* Stated goal *
Extract each line from the entries below that contains the string "debris". Case counts, so a line qualifies only if its capitalization matches.
-*-*-
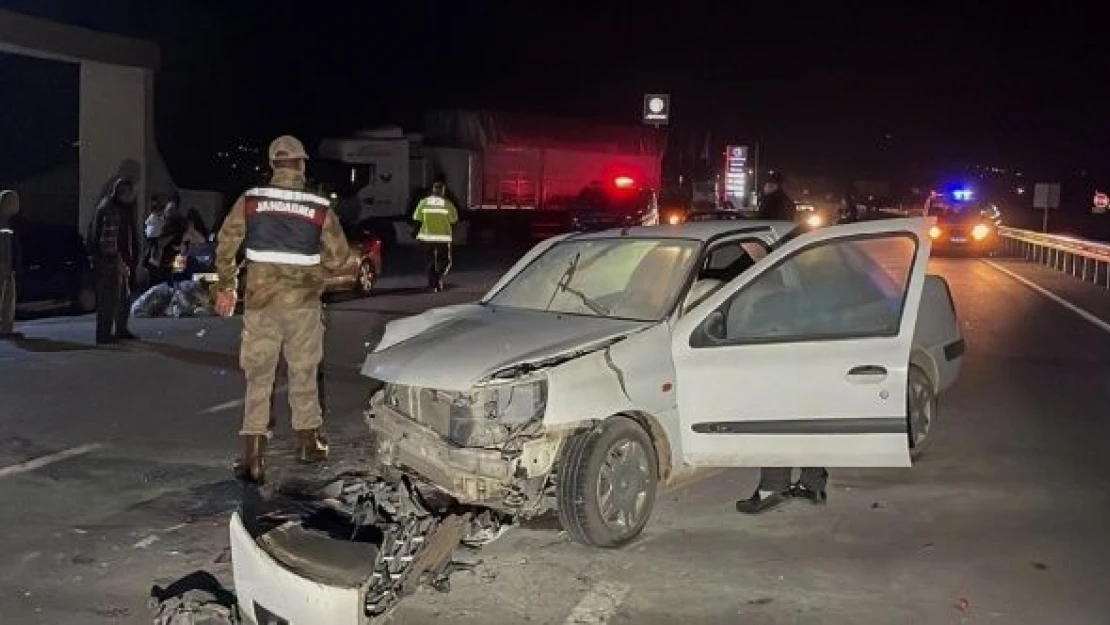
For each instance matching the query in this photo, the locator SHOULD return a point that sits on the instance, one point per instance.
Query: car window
(621, 278)
(833, 290)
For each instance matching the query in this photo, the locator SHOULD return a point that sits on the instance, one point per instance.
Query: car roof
(696, 230)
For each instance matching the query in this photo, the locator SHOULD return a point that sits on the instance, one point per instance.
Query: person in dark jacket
(113, 244)
(9, 263)
(775, 204)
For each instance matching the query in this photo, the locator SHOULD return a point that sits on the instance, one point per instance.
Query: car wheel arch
(920, 359)
(661, 442)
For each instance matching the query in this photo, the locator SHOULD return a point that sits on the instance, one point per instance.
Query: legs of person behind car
(112, 302)
(775, 489)
(439, 264)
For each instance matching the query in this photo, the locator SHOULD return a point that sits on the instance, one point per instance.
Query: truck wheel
(607, 480)
(921, 406)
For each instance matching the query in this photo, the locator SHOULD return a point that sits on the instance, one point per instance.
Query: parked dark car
(54, 271)
(359, 274)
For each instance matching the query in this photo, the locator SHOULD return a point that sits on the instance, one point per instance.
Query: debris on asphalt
(198, 598)
(760, 601)
(145, 542)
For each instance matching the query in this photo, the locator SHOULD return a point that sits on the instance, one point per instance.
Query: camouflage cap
(286, 148)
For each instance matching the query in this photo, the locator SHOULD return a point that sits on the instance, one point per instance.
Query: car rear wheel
(921, 406)
(366, 276)
(607, 482)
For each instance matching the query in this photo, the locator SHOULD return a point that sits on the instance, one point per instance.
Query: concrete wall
(115, 103)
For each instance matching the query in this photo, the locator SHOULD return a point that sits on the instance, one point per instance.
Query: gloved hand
(225, 303)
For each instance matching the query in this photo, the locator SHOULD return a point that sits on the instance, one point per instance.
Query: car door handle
(867, 373)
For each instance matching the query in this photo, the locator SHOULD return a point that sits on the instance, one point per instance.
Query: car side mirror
(714, 326)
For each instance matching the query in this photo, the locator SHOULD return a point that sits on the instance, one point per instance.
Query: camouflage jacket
(271, 284)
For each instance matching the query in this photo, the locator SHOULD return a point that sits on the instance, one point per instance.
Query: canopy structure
(477, 130)
(117, 101)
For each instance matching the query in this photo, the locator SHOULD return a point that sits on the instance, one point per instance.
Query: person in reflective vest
(436, 217)
(291, 237)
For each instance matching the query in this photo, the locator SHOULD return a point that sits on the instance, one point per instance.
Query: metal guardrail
(1082, 259)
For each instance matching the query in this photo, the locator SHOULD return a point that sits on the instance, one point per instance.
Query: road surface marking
(599, 604)
(239, 402)
(694, 477)
(1095, 320)
(43, 461)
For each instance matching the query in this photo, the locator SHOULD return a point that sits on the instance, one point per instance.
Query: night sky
(843, 90)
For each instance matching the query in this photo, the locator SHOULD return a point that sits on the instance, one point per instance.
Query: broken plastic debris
(145, 542)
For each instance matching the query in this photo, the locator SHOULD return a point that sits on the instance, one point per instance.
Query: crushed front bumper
(271, 594)
(472, 475)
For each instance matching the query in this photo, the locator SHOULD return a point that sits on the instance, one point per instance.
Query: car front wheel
(607, 482)
(366, 276)
(920, 410)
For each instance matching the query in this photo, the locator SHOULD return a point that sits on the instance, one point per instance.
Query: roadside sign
(1101, 201)
(656, 109)
(1046, 195)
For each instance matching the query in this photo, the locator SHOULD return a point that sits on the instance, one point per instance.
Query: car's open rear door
(803, 360)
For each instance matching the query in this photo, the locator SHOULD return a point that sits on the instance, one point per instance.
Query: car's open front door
(803, 360)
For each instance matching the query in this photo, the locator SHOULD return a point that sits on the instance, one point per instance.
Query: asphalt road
(1003, 520)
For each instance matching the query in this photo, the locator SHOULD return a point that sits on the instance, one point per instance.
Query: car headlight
(514, 404)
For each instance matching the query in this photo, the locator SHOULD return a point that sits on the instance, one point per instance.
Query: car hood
(455, 348)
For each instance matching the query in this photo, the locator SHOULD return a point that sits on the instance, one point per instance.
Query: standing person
(113, 243)
(775, 204)
(291, 237)
(9, 264)
(436, 215)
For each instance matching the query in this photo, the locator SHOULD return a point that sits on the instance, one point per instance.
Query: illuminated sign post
(736, 174)
(656, 109)
(1046, 197)
(1101, 202)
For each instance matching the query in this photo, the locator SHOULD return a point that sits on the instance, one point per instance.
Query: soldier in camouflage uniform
(9, 205)
(291, 237)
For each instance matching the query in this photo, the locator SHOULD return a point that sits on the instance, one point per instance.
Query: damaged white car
(604, 365)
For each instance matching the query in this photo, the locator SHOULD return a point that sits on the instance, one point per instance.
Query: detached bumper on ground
(270, 593)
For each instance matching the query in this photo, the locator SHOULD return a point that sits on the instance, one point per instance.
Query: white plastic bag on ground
(191, 299)
(153, 302)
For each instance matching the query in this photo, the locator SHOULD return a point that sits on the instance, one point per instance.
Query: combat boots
(311, 447)
(252, 465)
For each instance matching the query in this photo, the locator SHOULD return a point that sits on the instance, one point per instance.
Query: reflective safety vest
(284, 225)
(436, 215)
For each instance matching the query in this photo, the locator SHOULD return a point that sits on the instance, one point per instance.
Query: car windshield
(624, 278)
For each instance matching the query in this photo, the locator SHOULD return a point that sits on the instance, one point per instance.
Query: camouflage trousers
(268, 334)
-*-*-
* Full solution *
Query: debris on asphalt
Query: broken plastic debris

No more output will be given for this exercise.